Copy the following lines character for character, with nothing changed, added, or left out.

━━━━━ Raw records ━━━━━

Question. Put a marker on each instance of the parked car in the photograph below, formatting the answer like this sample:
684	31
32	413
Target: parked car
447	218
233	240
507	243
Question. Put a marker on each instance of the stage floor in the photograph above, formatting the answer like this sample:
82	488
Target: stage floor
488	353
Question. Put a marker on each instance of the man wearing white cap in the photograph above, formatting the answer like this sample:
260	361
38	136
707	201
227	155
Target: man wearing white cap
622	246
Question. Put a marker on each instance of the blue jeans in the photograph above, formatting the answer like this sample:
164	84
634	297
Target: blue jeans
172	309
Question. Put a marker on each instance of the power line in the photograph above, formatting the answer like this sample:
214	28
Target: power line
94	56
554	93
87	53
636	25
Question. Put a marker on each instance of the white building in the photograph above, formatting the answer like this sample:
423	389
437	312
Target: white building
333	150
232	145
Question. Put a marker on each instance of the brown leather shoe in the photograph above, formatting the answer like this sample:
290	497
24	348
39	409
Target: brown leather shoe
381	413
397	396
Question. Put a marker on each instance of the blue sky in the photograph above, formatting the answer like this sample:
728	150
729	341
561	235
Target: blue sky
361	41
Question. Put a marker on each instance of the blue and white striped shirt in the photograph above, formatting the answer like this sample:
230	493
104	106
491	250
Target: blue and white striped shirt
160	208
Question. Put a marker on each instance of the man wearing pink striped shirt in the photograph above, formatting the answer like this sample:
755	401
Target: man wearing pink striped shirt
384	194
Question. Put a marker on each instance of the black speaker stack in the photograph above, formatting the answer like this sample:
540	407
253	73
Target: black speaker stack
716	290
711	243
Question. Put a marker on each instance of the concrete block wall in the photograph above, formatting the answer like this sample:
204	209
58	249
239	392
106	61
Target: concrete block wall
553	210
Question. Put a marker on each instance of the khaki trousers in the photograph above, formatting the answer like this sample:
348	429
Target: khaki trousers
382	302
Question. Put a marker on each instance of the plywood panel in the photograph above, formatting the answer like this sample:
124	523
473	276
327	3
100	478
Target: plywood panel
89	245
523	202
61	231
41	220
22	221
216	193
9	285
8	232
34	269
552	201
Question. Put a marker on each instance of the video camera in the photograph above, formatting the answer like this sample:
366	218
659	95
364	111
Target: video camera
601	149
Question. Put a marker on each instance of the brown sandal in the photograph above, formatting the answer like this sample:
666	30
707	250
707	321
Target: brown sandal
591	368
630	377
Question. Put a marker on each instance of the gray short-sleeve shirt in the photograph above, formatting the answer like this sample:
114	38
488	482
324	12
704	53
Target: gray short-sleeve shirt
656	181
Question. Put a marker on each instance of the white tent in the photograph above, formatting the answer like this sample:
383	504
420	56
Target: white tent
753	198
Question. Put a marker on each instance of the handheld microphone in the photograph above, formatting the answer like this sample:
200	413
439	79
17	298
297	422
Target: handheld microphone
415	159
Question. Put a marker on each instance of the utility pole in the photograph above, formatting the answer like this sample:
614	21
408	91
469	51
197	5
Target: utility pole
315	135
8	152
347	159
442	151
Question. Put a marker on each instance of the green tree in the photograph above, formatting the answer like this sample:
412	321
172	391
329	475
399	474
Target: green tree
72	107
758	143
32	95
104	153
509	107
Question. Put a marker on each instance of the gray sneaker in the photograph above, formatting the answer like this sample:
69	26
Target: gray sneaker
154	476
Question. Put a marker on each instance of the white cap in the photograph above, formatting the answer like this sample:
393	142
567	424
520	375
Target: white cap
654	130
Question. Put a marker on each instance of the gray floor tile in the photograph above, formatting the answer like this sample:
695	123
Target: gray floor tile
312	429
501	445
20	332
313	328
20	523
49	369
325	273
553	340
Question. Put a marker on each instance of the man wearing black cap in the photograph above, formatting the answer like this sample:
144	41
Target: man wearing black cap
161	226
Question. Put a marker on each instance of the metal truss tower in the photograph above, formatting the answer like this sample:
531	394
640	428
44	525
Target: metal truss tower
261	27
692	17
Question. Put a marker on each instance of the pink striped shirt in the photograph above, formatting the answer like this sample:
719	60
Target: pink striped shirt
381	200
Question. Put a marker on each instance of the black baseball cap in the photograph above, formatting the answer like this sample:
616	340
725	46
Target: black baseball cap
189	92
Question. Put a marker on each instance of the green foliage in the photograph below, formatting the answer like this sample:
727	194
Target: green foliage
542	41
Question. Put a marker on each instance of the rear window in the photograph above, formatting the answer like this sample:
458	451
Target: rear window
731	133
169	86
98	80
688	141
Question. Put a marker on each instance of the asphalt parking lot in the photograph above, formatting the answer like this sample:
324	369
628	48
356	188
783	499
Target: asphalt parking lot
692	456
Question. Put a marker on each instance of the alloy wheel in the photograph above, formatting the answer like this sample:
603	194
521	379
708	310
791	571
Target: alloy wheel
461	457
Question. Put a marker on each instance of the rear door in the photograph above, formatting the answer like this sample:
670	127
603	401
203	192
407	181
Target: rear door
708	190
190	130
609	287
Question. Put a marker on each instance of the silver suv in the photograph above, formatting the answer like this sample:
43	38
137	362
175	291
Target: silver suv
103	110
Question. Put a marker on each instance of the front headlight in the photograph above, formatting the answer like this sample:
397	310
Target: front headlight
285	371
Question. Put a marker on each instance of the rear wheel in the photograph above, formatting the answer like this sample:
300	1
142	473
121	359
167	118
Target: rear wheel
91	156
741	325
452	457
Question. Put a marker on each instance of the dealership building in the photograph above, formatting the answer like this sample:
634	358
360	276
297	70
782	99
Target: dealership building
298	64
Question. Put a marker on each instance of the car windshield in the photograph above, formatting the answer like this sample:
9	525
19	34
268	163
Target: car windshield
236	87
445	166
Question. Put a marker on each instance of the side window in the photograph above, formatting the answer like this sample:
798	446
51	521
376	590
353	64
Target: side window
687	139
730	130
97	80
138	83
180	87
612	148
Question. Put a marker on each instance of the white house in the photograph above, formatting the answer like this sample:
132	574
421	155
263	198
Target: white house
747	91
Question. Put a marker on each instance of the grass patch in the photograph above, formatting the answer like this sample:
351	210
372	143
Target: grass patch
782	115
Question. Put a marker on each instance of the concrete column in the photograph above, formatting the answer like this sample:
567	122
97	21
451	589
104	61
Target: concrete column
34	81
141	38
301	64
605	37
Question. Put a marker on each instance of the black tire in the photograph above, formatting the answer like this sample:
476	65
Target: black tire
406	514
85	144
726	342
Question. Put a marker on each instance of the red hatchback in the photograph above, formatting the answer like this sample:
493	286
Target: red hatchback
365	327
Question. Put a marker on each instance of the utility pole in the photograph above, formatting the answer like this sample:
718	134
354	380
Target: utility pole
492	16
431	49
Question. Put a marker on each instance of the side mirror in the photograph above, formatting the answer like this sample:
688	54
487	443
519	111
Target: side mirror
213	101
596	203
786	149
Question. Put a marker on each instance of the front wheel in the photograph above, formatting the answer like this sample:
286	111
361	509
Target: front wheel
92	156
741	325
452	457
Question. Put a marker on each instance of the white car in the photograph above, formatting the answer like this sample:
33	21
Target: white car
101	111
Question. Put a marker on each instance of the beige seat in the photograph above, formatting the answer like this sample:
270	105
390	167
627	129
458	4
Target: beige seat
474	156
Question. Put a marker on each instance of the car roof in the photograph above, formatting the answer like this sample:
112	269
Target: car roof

━━━━━

#### [The solution]
Question. Put a marker on each instance of the parked car in the photograph below, formatting the answer like this sample:
684	31
32	413
Target: parked car
447	218
233	240
507	243
Question. Put a marker on each instance of the stage floor in the photograph above, formatting the answer like this sample:
82	488
Target: stage floor
488	353
Question. Put a marker on each instance of the man wearing white cap in the photograph above, formatting the answer like this sample:
260	361
38	136
707	201
227	155
Target: man wearing white cap
622	246
Question. Put a marker on each instance of the blue jeans in the photograph above, formatting the answer like this sample:
164	84
634	297
Target: blue jeans
172	309
Question. Put a marker on each instance of the power line in the photograph above, formatting the answer like this sample:
214	28
Target: power line
94	56
554	93
87	53
636	25
Question. Put a marker on each instance of the white building in the photograph above, formatting the answer like this sample:
423	389
437	312
Target: white building
333	150
232	145
Question. Put a marker on each instance of the brown leather shoe in the photograph above, formatting the answer like this sample:
290	497
24	348
39	409
Target: brown leather shoe
381	413
397	396
Question. Put a marker on each instance of the blue sky in the photograph above, formatting the answer like this sample:
728	150
729	341
561	235
Target: blue sky
361	41
Question. Put a marker on each instance of the blue and white striped shirt in the photograph above, formatting the answer like this sample:
230	493
104	106
491	250
Target: blue and white striped shirt
160	208
Question. Put a marker on each instance of the man wearing pink striped shirt in the photograph above, formatting the answer like this sample:
755	401
Target: man wearing pink striped shirt
384	194
Question. Put a marker on each instance of the black speaker stack in the photograph above, formatting the answer like this sample:
540	407
253	73
Target: black speaker stack
716	290
711	243
Question. Put a marker on each instance of the concrete block wall in the photograph above, formatting the answer like this sample:
204	209
58	249
239	392
106	61
Target: concrete block wall
553	210
Question. Put a marker on each instance of the khaki trousers in the photograph above, formatting the answer like this sample:
348	429
Target: khaki trousers
382	302
Question. Put a marker on each instance of the plywood panel in the photograph above, formatting the answer like this sample:
124	523
473	276
327	3
100	478
Target: plywood panel
89	245
523	202
61	231
41	220
22	221
216	193
9	285
8	232
34	269
552	201
Question. Put a marker on each instance of the video camera in the photograph above, formatting the answer like this sample:
366	218
659	95
364	111
Target: video camera
601	149
Question. Put a marker on each instance of the brown sandal in the photograph above, formatting the answer like this sample:
666	30
707	250
707	321
Target: brown sandal
591	368
630	377
Question. Put a marker on each instance of the gray short-sleeve shirt in the photograph above, formatting the answer like this sample:
114	38
488	482
324	12
704	53
Target: gray short-sleeve shirt
656	181
Question. Put a marker on each instance of the white tent in the photograph above, formatting the answer like this sample:
383	504
420	56
Target: white tent
753	198
Question. Put a marker on each instance of the handheld microphone in the photograph above, formatting the answer like this sample:
200	413
439	79
17	298
297	422
Target: handheld microphone
415	159
Question. Put a marker on each instance of the utility pole in the photograph above, formatting the answer like this sample:
614	21
408	91
469	51
197	5
Target: utility pole
315	135
8	152
347	159
442	151
Question. Put a marker on each instance of the green tree in the photograph above, formatting the answer like this sample:
412	321
172	391
329	475
399	474
Target: green tree
72	107
758	143
32	95
104	153
509	107
Question. Put a marker on each instance of the gray sneaker in the photograph above, formatting the answer like this sample:
69	26
Target: gray sneaker
154	476
Question. Put a marker on each instance of the white cap in the photograph above, formatting the answer like this sample:
393	142
567	424
520	375
Target: white cap
654	130
Question. Put a marker on each instance of the gray floor tile in the photograph above, formatting the answer like this sample:
695	123
Target: gray floor tile
312	429
501	445
20	332
313	328
20	523
49	369
325	273
553	340
Question. Put a marker on each instance of the man wearing black cap in the photograph above, formatting the answer like this sample:
144	41
Target: man wearing black cap
161	226
Question. Put a marker on each instance of the metal truss tower in the photograph above, formatting the answer like this sample:
531	394
640	428
44	525
Target: metal truss tower
261	27
692	17
Question. Put a marker on each instance of the pink striped shirt in the photograph above, formatting the answer like this sample:
719	60
Target: pink striped shirt
381	200
Question. Put a marker on each instance of the black baseball cap in the photograph above, formatting the answer like this sample:
616	340
725	46
Target: black baseball cap
189	92
Question. Put a marker on each instance of the green foliage in the photograph below, formatting the answer like this sample:
727	194
Target: green foliage
542	41
Question. Put a marker on each instance of the rear window in the photograph above, formatting the answer like this sample:
458	451
Target: rear window
731	133
169	86
98	80
688	141
Question. Put a marker on each instance of the asphalt parking lot in the photograph above, formatting the answer like this sample:
324	369
628	48
356	188
783	499
Target: asphalt parking lot
692	456
Question. Put a marker on each instance of the alloy wheel in the photograph above, formatting the answer like this sample:
603	194
521	379
708	310
791	571
Target: alloy wheel
461	457
Question. Put a marker on each instance of the rear door in the photograph above, formatting the answer like this sample:
670	127
603	401
203	192
407	181
Target: rear door
708	190
190	130
609	287
Question. Put a marker on each instance of the silver suv in the photograph above, formatting the answer like this sample:
43	38
137	362
175	291
Target: silver suv
103	110
Question. Put a marker on each instance of the front headlight in the photograph above, formatting the answer like this sample:
397	310
Target: front headlight
285	371
Question. Put a marker on each instance of the rear wheel in the photograph above, formatting the answer like this sample:
300	1
142	473
121	359
167	118
Target: rear wheel
91	156
741	325
452	457
Question. Put a marker on each instance of the dealership building in the photograph above, formatting the answer like this sample:
634	358
360	276
297	70
782	99
Target: dealership building
298	64
Question. Put a marker on each instance of the car windshield in the photograph above, formatting the answer like this sample:
9	525
19	34
268	163
Target: car windshield
236	87
445	166
Question. Put a marker on each instance of the side window in the photograph above, formatting the answer like this sample:
798	446
51	521
376	590
353	64
Target: side window
687	139
730	130
97	80
138	83
180	87
612	148
Question. Put a marker on each instance of the white house in the photograph above, formatting the answer like this sample:
132	574
421	155
263	198
Target: white house
747	91
Question. Put a marker on each instance of the grass patch in the photograph above, formatting the answer like this sample:
351	210
372	143
Target: grass patch
782	115
Question. Put a marker on each instance of the concrete column in the photograph above, formatting the answer like this sample:
567	122
97	21
451	589
104	61
Target: concrete column
34	81
141	38
301	64
605	37
Question. Put a marker on each instance of the black tire in the photograph above, formatting the answer like this sample:
476	65
Target: black tire
406	514
85	144
726	342
Question. Put a marker on each instance of the red hatchback in the photograph above, formatting the answer like this sample:
493	286
Target: red hatchback
365	327
Question. Put a marker on each instance of the utility pole in the photograph above, formatting the answer like this sample:
718	134
354	380
Target: utility pole
492	16
431	49
Question. Put a marker on each instance of the side mirror in the photograph above, formatting the answer like this sample:
688	54
487	443
519	111
Target: side mirror
213	101
596	203
786	149
Question. Put a marker on each instance of the front wheel in the photograph above, formatting the answer like this sample:
286	111
361	509
Target: front wheel
92	156
741	325
452	457
Question. Put a marker on each instance of the white car in the photograph above, formatting the answer like this sample:
33	21
Target: white car
101	111
Question. Put a marker on each instance of the beige seat in the photograph above, formatting the answer like this sample:
270	105
390	167
627	129
458	4
Target: beige seat
474	156
Question. Put a marker on each instance of the car roof in the photograph above, formatting the answer like this sample:
112	269
Target: car roof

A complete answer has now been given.